[Aufgabenstellung]
Prüfe für jede der drei Aussagen, ob sie mit dem Text über die frühen Reisen in die Schweiz übereinstimmt. Antworte jeweils mit Ja oder Nein und zitiere dazu wörtlich die entscheidenden Worte des Textes.
1. Das Lobgedicht «Die Alpen» stammt von Albrecht von Haller.
2. Das erste der genannten Berggasthäuser entstand 1816 auf dem Faulhorn.
3. Rousseaus «Nouvelle Héloïse» schwärmt von den Naturschönheiten am Genfersee.

[Ausgewählter Text]

▼

Schwärmereien für die Schweizer Berger
Im 18. Jahrhundert streiften die Romantiker durch Europa, verarbeiteten ihre Eindrücke in Literatur und Malerei und trugen dazu bei, dass sich das Reisen aus Lust und nicht mehr nur aus wissenschaftlichen Gründen etablierte. Das Lobgedicht «Die Alpen» von Albrecht von Haller (1708–1777) beeinflusste die Wahrnehmung der Schweiz in der intellektuellen Welt Europas. Kurz nach dem Erscheinen des Gedichts erschien Jean-Jacques Rousseaus «Nouvelle Héloïse», eine Schwärmerei für die Naturschönheiten am Genfersee. Tausende pilgerten daraufhin nach Chillon und Clarens, um den Handlungsort des Romans zu begutachten.
Bildungsreisen durch Europa
Junge Adlige und Bürgerliche vor allem aus England unternahmen zum Abschluss ihrer Ausbildung im 18. und 19. Jahrhundert eine Reise durch Europa, selbstverständlich nicht ohne Halt in der Schweiz. Die Berge übten auf die vornehmlich jungen Herren eine besondere Faszination aus. Die Genferseeregion, das Berner Oberland sowie die Zentralschweiz galten damals als Schweizer Hauptreiseziele. Nach 1815 entstanden die ersten Berggasthäuser: 1816 auf der Rigi, 1823 auf dem Faulhorn (das höchstgelegene Gasthaus Europas), 1835 auf der Wengernalp, 1838 auf der Kleinen Scheidegg mit Blick zur Eigernordwand und 1840 auf dem Brienzer Rothorn.

▲

Auszüge aus Daten zur Standortbeschriftung:
▼

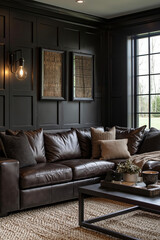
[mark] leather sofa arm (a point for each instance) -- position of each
(9, 186)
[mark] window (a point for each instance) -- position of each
(147, 80)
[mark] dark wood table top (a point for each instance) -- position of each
(142, 201)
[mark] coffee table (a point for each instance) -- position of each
(140, 203)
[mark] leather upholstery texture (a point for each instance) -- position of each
(63, 145)
(17, 147)
(9, 186)
(44, 174)
(85, 168)
(36, 142)
(46, 195)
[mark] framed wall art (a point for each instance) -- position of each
(82, 77)
(52, 74)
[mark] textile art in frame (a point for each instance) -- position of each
(52, 74)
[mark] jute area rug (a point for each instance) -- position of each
(60, 222)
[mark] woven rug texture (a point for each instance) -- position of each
(60, 222)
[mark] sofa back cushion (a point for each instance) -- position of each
(36, 142)
(151, 141)
(114, 149)
(60, 146)
(17, 147)
(100, 135)
(84, 138)
(134, 136)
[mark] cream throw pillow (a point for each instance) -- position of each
(97, 135)
(112, 149)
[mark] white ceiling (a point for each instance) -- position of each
(105, 8)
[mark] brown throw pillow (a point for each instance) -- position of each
(113, 149)
(99, 135)
(134, 135)
(151, 141)
(36, 142)
(17, 147)
(84, 138)
(60, 146)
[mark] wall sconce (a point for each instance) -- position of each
(17, 65)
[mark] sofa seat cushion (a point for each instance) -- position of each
(152, 165)
(85, 168)
(44, 174)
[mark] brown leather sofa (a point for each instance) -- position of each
(47, 182)
(57, 178)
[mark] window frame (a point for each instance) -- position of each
(135, 76)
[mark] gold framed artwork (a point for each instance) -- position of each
(52, 74)
(82, 77)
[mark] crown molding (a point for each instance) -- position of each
(54, 12)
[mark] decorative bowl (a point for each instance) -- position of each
(150, 177)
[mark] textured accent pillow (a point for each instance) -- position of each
(60, 146)
(36, 142)
(134, 135)
(99, 135)
(113, 149)
(84, 138)
(17, 147)
(151, 141)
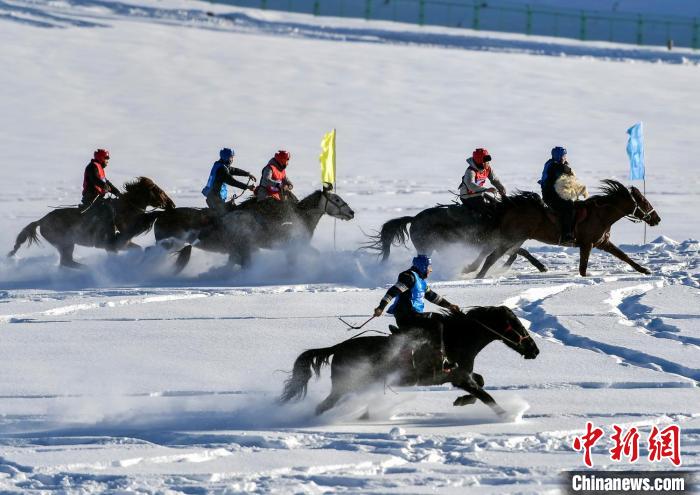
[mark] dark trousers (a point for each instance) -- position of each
(218, 205)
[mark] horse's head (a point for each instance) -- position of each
(144, 191)
(335, 206)
(503, 325)
(642, 208)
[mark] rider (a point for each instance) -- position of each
(273, 178)
(474, 180)
(556, 167)
(408, 294)
(99, 212)
(221, 174)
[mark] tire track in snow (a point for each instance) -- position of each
(74, 308)
(530, 304)
(626, 303)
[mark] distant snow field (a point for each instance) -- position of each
(126, 378)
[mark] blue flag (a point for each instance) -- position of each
(635, 150)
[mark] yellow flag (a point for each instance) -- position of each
(327, 158)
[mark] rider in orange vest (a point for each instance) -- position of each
(474, 181)
(273, 178)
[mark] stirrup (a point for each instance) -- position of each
(447, 365)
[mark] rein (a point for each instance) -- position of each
(509, 328)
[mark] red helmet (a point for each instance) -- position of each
(481, 156)
(101, 155)
(282, 157)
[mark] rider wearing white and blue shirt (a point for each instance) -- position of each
(221, 174)
(409, 293)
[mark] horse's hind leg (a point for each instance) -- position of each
(611, 248)
(474, 265)
(491, 259)
(328, 402)
(66, 253)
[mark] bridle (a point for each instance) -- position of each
(509, 328)
(633, 216)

▲

[Ausgabe]
1. Ja: „Das Lobgedicht «Die Alpen» von Albrecht von Haller (1708–1777)“
2. Nein: „1816 auf der Rigi, 1823 auf dem Faulhorn“
3. Ja: „eine Schwärmerei für die Naturschönheiten am Genfersee“